### PROBLEM TO WORK ON
Tally the lines in the data below that contain the string "bird", counting a match only when its case is the same. Give only the number.

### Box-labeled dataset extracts
※
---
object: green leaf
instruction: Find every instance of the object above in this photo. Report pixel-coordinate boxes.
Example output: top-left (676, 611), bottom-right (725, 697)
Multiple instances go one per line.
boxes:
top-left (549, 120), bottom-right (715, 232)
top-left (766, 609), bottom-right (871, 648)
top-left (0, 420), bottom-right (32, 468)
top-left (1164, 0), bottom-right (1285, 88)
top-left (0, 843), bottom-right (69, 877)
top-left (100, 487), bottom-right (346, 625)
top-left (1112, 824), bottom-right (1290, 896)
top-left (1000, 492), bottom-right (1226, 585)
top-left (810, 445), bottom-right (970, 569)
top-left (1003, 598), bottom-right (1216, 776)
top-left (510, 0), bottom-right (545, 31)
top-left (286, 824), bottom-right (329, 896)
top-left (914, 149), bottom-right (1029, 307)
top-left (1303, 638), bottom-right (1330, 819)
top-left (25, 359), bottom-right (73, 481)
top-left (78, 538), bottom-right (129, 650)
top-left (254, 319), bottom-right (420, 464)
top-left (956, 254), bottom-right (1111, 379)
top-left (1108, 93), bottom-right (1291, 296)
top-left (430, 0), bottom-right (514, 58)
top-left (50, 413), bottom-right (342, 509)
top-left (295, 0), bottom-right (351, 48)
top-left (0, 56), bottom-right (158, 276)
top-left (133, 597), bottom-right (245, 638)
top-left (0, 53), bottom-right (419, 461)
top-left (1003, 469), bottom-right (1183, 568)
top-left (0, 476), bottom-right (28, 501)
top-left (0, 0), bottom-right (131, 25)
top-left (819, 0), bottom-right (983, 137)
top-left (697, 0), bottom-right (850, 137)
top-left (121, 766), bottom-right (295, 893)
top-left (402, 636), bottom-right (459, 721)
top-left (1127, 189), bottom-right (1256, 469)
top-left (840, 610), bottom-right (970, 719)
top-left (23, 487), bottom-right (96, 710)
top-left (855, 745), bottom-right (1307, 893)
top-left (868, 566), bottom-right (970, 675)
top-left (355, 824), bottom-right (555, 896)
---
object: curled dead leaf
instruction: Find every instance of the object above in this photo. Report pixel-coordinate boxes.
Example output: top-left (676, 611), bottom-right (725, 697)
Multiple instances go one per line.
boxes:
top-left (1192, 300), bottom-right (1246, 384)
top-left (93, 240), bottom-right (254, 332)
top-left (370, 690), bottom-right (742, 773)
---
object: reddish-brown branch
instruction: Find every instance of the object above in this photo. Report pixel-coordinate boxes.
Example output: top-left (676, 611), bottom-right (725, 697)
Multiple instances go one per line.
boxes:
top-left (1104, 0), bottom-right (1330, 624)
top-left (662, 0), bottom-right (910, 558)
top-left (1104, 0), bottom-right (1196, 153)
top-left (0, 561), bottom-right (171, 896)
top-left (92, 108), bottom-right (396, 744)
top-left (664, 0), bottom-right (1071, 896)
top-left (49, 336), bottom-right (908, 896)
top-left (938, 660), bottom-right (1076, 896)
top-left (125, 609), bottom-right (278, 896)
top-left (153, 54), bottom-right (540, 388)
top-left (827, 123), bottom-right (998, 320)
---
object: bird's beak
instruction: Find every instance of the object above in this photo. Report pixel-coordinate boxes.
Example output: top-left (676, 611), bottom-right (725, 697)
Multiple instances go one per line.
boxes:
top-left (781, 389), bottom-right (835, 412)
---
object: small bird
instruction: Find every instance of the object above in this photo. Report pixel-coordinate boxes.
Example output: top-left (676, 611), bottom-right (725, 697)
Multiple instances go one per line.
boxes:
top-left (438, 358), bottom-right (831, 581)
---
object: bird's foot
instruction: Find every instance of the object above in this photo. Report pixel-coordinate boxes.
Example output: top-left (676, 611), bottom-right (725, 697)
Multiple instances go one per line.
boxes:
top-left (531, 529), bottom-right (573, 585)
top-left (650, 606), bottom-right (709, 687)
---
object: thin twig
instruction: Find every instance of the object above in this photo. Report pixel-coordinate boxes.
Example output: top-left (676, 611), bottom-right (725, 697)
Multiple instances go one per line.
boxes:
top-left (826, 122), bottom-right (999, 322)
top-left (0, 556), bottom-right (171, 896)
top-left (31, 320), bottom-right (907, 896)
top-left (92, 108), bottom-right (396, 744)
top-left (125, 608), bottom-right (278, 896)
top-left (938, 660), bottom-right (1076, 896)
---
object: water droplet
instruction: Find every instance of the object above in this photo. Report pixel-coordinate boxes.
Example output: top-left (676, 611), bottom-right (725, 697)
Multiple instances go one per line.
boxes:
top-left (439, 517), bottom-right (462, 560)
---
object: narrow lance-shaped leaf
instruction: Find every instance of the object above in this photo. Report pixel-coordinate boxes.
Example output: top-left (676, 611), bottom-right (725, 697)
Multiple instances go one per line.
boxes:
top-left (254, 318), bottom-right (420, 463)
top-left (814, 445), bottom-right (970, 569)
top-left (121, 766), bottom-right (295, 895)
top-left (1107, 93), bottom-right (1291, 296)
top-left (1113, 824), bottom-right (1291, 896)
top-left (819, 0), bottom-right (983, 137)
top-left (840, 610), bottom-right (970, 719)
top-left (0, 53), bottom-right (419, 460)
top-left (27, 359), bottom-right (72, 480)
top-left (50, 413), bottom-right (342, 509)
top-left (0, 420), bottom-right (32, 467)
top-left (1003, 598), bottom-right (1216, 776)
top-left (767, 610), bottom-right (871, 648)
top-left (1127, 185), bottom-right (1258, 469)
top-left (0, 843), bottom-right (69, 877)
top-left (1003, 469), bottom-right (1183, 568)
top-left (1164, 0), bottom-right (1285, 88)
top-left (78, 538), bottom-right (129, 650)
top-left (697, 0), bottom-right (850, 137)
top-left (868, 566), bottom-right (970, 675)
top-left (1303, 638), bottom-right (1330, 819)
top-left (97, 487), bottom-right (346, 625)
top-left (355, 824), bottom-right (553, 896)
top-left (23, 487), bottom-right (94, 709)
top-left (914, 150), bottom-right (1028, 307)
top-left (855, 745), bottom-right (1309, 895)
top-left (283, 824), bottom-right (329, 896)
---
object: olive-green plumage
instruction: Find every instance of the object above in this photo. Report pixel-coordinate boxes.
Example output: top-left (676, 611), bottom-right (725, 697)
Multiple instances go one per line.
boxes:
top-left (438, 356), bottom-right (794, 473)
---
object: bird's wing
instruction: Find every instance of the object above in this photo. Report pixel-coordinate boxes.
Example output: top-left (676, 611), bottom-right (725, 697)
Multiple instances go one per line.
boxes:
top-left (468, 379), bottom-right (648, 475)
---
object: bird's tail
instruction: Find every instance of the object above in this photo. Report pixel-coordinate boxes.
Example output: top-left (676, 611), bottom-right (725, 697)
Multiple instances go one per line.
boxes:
※
### THE RESULT
5